(Saved entries)
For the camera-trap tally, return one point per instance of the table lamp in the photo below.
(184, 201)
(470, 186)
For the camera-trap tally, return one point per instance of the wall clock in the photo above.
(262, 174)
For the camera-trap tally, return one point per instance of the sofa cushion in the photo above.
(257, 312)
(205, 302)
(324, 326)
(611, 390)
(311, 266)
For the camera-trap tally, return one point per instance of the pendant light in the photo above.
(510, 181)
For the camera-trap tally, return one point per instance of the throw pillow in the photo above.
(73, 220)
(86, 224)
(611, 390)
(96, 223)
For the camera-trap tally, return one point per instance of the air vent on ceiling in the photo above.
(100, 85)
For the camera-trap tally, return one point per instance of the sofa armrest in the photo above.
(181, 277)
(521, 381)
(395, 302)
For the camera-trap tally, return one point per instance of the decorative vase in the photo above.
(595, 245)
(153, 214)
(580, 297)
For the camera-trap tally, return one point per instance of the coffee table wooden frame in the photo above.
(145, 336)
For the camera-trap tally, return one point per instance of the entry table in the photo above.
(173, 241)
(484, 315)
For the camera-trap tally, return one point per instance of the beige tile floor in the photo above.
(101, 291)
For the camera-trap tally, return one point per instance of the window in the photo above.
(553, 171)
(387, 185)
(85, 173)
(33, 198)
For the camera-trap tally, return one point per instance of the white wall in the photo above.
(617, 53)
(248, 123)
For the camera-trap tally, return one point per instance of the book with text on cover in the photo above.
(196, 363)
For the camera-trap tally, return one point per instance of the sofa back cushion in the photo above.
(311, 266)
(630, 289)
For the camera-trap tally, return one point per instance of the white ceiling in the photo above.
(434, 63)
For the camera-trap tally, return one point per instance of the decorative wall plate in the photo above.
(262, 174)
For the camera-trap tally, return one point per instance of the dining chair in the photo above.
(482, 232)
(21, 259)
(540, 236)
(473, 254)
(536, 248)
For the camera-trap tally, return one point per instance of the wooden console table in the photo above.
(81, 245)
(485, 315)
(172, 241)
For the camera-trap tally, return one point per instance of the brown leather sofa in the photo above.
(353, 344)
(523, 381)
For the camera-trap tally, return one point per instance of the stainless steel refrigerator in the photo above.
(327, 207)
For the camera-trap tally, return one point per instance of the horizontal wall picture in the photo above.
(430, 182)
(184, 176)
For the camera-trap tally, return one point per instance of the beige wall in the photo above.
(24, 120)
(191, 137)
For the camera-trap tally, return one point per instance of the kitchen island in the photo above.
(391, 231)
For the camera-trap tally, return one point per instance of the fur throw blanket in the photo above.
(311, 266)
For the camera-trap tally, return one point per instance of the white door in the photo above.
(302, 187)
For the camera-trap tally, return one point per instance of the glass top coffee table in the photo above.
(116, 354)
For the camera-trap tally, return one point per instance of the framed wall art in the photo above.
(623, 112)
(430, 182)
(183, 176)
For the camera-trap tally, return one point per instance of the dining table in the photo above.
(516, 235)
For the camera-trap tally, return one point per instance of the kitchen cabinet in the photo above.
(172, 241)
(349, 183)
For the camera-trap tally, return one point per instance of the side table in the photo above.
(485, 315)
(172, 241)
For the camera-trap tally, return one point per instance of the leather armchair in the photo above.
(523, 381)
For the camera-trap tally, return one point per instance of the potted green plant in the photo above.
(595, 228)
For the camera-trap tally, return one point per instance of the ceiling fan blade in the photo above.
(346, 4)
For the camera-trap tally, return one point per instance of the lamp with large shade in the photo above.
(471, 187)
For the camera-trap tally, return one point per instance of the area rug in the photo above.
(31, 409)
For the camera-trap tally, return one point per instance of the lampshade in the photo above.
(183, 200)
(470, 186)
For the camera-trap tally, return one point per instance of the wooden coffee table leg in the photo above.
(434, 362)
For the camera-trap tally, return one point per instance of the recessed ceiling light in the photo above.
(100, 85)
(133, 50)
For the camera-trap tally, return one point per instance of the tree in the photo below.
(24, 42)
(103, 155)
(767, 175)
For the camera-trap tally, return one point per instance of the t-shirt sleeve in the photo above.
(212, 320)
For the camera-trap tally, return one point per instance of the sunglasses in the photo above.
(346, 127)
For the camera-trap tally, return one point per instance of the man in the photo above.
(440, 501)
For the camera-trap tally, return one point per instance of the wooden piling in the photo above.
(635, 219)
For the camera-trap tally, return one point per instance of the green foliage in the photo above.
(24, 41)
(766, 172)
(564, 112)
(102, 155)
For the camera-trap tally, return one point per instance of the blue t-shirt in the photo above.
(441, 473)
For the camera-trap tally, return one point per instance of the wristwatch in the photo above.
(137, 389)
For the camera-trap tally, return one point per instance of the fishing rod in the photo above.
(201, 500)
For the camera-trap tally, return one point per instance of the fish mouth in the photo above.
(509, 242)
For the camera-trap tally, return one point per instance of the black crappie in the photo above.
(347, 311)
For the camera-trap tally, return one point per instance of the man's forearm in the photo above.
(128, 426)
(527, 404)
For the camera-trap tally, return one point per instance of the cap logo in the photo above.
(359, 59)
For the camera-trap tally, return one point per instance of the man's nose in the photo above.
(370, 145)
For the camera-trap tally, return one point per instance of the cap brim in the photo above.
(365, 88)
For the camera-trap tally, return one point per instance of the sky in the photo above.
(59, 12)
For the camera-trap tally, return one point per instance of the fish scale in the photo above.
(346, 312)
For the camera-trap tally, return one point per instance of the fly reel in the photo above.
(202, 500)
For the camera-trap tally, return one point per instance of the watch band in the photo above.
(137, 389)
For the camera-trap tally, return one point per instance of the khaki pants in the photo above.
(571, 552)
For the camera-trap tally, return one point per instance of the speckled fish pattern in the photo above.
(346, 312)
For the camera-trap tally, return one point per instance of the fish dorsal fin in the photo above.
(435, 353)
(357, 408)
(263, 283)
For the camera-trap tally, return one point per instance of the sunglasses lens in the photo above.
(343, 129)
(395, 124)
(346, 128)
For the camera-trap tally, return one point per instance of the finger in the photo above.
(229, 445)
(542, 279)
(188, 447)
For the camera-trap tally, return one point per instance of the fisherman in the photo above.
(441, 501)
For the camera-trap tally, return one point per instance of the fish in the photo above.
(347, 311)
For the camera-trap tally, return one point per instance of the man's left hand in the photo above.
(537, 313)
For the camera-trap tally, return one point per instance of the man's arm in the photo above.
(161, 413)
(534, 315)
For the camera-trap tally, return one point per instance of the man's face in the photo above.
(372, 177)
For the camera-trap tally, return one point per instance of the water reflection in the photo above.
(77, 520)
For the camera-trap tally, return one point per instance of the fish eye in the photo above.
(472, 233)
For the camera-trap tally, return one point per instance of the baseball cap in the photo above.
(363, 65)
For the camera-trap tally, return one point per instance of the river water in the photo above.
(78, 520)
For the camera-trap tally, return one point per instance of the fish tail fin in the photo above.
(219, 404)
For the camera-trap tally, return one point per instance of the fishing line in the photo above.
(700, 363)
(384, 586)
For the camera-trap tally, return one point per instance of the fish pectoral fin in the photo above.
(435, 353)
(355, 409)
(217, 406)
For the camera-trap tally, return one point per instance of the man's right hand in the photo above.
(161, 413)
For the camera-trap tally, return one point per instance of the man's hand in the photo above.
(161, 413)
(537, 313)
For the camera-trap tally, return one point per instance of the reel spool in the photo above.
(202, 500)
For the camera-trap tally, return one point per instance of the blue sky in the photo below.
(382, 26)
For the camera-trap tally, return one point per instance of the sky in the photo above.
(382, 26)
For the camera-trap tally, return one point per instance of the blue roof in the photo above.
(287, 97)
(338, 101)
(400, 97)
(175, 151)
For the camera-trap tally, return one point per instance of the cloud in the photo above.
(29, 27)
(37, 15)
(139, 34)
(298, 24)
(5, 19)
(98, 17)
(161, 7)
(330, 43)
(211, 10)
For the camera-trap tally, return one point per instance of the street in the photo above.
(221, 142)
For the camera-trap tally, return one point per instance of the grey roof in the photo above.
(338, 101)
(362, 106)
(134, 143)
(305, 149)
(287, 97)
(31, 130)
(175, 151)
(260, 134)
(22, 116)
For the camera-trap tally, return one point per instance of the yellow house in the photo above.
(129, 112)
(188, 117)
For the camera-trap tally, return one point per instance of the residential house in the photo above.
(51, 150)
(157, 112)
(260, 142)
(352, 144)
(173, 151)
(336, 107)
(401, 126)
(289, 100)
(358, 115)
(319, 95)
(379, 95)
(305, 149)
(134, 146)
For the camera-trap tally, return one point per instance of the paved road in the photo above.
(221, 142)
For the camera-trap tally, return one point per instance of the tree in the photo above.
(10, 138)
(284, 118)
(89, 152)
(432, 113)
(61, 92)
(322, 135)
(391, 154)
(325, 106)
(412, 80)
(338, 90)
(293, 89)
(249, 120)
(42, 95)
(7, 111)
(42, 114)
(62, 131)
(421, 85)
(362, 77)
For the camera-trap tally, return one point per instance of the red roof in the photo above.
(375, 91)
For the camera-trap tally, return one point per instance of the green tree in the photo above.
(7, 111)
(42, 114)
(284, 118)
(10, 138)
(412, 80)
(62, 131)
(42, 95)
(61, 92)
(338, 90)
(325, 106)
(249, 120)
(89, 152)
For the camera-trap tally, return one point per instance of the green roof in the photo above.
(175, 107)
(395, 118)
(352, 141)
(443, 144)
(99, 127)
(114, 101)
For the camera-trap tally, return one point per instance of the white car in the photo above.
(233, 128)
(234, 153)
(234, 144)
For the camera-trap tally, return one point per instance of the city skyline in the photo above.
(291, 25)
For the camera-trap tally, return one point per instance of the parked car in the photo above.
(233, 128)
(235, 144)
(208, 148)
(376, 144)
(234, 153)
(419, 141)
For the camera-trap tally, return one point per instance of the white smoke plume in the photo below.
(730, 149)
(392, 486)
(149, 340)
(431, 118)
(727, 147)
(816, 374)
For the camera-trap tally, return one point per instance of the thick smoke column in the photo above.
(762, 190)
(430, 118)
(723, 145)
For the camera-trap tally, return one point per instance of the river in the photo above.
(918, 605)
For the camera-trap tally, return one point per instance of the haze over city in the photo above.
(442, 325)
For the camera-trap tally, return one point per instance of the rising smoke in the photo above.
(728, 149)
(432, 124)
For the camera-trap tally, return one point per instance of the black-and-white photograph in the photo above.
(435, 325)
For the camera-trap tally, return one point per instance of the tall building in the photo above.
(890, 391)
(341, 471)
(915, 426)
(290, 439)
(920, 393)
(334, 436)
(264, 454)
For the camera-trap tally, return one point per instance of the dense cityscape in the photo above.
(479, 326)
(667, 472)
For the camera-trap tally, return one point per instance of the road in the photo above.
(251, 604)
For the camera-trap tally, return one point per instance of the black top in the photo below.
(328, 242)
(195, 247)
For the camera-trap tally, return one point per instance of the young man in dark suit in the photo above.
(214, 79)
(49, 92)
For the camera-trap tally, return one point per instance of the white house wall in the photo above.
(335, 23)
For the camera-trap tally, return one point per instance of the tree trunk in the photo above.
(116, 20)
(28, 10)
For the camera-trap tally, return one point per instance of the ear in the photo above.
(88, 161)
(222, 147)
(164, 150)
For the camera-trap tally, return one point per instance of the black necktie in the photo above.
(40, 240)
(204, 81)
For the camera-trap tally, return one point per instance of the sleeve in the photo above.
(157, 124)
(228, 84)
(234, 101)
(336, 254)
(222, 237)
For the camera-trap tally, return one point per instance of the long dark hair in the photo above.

§ **Work to complete**:
Your output should be the lines from the one with "house wall in the photo above." through the end of the records above, copied exactly.

§ **Task answer**:
For the camera-trap tally, return one point per instance of the white house wall in the photo above.
(335, 23)
For the camera-trap tally, return one point per instance of the tree trunk in the photo above.
(116, 20)
(28, 10)
For the camera-trap tally, return one point per instance of the ear in the photo above.
(88, 161)
(222, 147)
(164, 150)
For the camera-trap tally, return one point per instance of the black necktie in the photo above.
(40, 240)
(204, 81)
For the camera-trap tally, return one point per instance of the sleeve in the photo above.
(157, 124)
(228, 84)
(234, 101)
(336, 254)
(222, 237)
For the camera-trap tally, return one point per instance of the long dark hair in the photo above.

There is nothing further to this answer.